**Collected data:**
--------

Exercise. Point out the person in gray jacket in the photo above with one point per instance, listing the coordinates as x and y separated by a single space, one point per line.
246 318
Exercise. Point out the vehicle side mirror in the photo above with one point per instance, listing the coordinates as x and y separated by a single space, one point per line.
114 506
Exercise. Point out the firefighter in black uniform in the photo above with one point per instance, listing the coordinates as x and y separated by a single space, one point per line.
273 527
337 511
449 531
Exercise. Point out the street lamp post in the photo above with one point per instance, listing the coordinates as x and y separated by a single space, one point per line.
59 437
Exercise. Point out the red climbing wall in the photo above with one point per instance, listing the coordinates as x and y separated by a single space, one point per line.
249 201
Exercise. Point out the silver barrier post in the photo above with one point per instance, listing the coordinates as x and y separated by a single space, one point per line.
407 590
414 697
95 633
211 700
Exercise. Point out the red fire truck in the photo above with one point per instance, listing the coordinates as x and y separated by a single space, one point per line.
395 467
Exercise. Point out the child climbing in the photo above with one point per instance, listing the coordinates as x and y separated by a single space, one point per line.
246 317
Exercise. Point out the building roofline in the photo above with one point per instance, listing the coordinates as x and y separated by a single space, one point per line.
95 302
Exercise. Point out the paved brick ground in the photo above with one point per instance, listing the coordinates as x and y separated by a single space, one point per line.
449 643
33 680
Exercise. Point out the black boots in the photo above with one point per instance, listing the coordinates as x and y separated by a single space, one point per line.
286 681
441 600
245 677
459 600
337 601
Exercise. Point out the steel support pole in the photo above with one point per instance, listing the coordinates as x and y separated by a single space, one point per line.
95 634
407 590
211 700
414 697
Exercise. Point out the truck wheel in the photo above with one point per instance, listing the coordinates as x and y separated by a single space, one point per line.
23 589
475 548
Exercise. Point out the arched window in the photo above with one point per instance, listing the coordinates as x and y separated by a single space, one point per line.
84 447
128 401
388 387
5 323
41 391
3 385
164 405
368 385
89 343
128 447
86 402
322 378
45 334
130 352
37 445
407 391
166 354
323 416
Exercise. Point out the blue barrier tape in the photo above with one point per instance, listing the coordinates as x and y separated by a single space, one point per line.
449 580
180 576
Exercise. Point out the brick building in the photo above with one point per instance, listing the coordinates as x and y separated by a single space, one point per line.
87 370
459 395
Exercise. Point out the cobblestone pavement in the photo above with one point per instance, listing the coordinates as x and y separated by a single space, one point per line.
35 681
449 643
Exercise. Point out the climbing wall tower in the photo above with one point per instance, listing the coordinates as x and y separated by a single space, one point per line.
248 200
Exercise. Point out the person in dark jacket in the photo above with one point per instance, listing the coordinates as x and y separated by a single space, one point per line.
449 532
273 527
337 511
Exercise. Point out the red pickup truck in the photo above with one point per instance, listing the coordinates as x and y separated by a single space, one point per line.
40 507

--------

**Task requirements:** Return every line of the material exactly.

**Exercise output:**
Exercise. Point out the person in gray jacket in the photo above with one point per instance, listing the coordinates as x and y separated by a single space, one point per line.
246 318
Exercise. Point out the vehicle side mirror in the photo above with one point per instance, listing the coordinates as x and y separated by a single space, one point per line.
114 506
Exercise. Point out the firefighter in black uniform in the photo above with one point per instance, listing the coordinates as x and y separated by a single space, one point per line.
273 527
337 511
449 531
Exercise. Point out the street lamp post in the photo above with one point per instance, listing the coordinates as x and y separated by a single space, one point per line.
59 437
Exercise. Point out the red climbing wall in the photo above with one point per instance, listing the coordinates as x and y separated by a single space, one point per line.
249 201
Exercise. Point out the silver barrier post in the photo above with one point per instance, listing the coordinates as x and y separated by a single space, one point per line.
407 590
414 697
95 633
211 700
Exercise. Point out the red fire truck in the photo above with one point per instance, listing the coordinates as x and y separated by a single space, one point per line.
395 467
Exercise. Point out the child climbing in the photo above with one point per instance, listing the coordinates as x and y separated by a single space, one point per line.
246 317
Exercise. Point out the building roofline in the photo above with one point per instance, listing the coordinates as x and y separated by a single space, one point per line.
95 302
Exercise. Point out the paved brick ground in the photo above with one point per instance, listing the coordinates as x and y separated by a single space, one point per line.
449 643
33 680
Exercise. Point out the black boots in the photo above with one point per instance, listing the coordinates as x and y separated by a single space, one point per line.
286 681
441 600
245 677
459 600
337 601
Exercise. Point out the steel support pole in the photo above with one point per instance, listing the coordinates as x and y separated by a single space, one point per line.
95 634
407 590
211 700
414 697
Exercise. Point out the truck wheel in the photo above with one point per instance, listing the coordinates as x and y separated by a single space, one point per line.
23 589
475 548
Exercise. Point out the arched window in the photo above with one point per instance, listing the coordinates as x and y separated by a single space, one point per line.
84 447
128 401
388 387
5 323
41 391
3 385
164 405
368 385
89 343
128 447
86 402
322 378
45 334
130 352
37 445
407 391
166 354
323 416
Exercise. Point out the blue barrier tape in the photo above with one point per instance, listing the coordinates as x and y separated by a single space, one point per line.
449 580
180 576
Exercise. Point out the brick building in the photo above with one point per instance, listing the coordinates as x and y separated by a single space, one point per line.
87 370
459 395
Exercise. Point out the cobblestone pavement in the photo above with one point per instance, listing the coordinates as x and y separated by a single space, one point per line.
35 681
449 643
Exercise. Point out the climbing wall tower in the photo above with one point per instance, listing the coordinates as x and y separated by a single space, one point per line.
248 200
Exercise. Point out the person in dark jacket in the photo above with one point per instance, listing the coordinates as x and y separated by a single space, one point per line.
449 532
273 527
337 511
Exercise. Point out the red pickup truck in the photo above with one point per instance, listing the coordinates as x and y separated by a single space, one point per line.
40 507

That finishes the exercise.